What to produce: Continue the news article about Sam Altman's apology to Tumbler Ridge from the point where it stops.

[Document extract — start]

Stock Markets April 25, 2026 04:18 AM

OpenAI CEO Expresses Regret After Company Did Not Alert Police About Banned Account Linked to School Shooter

Sam Altman offers apology to Tumbler Ridge community after company declined to report an account tied to Jesse Van Rootselaar under its internal standards

By Hana Yamamoto
OpenAI CEO Expresses Regret After Company Did Not Alert Police About Banned Account Linked to School Shooter

On April 23, OpenAI Chief Executive Sam Altman wrote to leaders in Tumbler Ridge to apologize for the company's failure to notify law enforcement about a ChatGPT account linked to Jesse Van Rootselaar. The account had been banned in June for policy violations, but OpenAI said the case did not meet its internal threshold for reporting. Altman said he has spoken with local and provincial officials and pledged cooperation to help prevent similar incidents.

Key Points

  • OpenAI Chief Sam Altman apologized on April 23 for not informing law enforcement about a ChatGPT account linked to Jesse Van Rootselaar; the account had been banned in June for policy violations.
  • Police say Jesse Van Rootselaar killed eight people in a school in February before taking her own life; Altman said he has spoken with Tumbler Ridge Mayor Darryl Krakowka and British Columbia Premier David Eby and described the community's pain as "unimaginable."

[Document extract — finish]
[Given data — start]

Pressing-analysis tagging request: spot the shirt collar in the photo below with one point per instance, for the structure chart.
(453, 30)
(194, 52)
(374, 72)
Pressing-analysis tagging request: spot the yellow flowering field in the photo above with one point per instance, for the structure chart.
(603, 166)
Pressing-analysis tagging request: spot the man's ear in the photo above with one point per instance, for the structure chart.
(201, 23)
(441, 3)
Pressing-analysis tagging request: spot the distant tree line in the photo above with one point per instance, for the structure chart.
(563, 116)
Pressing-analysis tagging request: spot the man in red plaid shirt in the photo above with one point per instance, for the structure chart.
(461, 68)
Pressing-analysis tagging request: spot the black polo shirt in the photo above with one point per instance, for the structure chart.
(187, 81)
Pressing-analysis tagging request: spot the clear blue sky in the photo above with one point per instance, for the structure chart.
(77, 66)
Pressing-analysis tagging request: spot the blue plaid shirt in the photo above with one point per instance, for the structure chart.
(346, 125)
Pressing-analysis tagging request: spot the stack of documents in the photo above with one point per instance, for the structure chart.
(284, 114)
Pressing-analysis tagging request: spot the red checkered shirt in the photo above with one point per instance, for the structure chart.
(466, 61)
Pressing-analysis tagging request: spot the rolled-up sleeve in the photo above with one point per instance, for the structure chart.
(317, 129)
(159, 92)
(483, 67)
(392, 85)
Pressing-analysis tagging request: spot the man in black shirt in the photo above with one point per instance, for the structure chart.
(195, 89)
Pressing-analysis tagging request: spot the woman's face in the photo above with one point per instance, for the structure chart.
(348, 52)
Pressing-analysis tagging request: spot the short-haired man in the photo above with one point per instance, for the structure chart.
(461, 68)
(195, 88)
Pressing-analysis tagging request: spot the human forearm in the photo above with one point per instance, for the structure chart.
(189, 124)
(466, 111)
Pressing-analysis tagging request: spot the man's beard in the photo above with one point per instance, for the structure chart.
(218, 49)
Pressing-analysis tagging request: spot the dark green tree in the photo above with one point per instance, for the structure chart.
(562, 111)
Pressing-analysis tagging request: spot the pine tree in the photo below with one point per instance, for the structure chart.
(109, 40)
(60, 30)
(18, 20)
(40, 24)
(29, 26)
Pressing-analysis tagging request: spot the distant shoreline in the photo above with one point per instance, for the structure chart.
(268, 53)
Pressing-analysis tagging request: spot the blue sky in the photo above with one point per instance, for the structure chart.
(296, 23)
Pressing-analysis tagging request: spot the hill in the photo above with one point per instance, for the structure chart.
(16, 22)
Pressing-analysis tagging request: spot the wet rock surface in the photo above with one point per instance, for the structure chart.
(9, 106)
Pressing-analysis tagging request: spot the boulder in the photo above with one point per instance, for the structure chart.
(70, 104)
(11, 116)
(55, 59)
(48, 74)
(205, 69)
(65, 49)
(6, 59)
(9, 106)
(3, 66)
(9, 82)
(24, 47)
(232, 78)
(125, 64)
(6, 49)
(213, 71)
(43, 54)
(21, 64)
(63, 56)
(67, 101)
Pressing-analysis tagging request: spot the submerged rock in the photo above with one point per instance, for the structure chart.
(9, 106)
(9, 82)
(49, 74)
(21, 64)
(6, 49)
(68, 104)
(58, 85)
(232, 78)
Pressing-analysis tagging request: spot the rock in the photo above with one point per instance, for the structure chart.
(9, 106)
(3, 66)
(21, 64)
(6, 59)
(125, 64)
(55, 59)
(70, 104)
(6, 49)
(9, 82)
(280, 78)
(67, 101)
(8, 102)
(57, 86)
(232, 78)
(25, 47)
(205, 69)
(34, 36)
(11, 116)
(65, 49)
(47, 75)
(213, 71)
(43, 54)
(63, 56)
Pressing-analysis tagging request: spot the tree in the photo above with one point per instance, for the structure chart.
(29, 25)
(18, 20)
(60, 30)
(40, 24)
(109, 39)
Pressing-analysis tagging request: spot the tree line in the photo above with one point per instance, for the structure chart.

[Given data — finish]

Answer:
  • OpenAI stated the banned account's issues did not meet its internal criteria for reporting to law enforcement; the company has committed to working with government officials to help prevent similar tragedies.

April 25 - OpenAI Chief Executive Sam Altman issued an apology to residents of Tumbler Ridge after the company did not alert police about a ChatGPT account linked to Jesse Van Rootselaar. Authorities say Van Rootselaar killed eight people in a school in February before taking her own life.

In a letter dated April 23, Altman wrote that he was "deeply sorry" that law enforcement had not been notified about the account that OpenAI had banned in June for policy violations. The company previously stated that the banned account's conduct did not meet its internal criteria for escalating the matter to law enforcement.

Altman also detailed direct outreach with local officials. He said he spoke with Tumbler Ridge Mayor Darryl Krakowka and with British Columbia Premier David Eby, describing the scale of the community's suffering as "unimaginable." The company affirmed it is committed to working with government officials to help prevent a similar tragedy from recurring.

The sequence of events, as described by OpenAI and by local authorities, is straightforward: an account associated with Jesse Van Rootselaar was banned last year for violating OpenAI's policies; subsequently, when investigators linked that account to Van Rootselaar after the February incident, OpenAI said its internal rules at the time did not trigger a report to law enforcement.

Altman's letter and the company's prior statements together underscore the gap between content-moderation actions and thresholds for formal reporting. OpenAI's response included a personal apology from its chief executive and a stated commitment to coordinate with public officials as they look to reduce the chance of similar events in the future.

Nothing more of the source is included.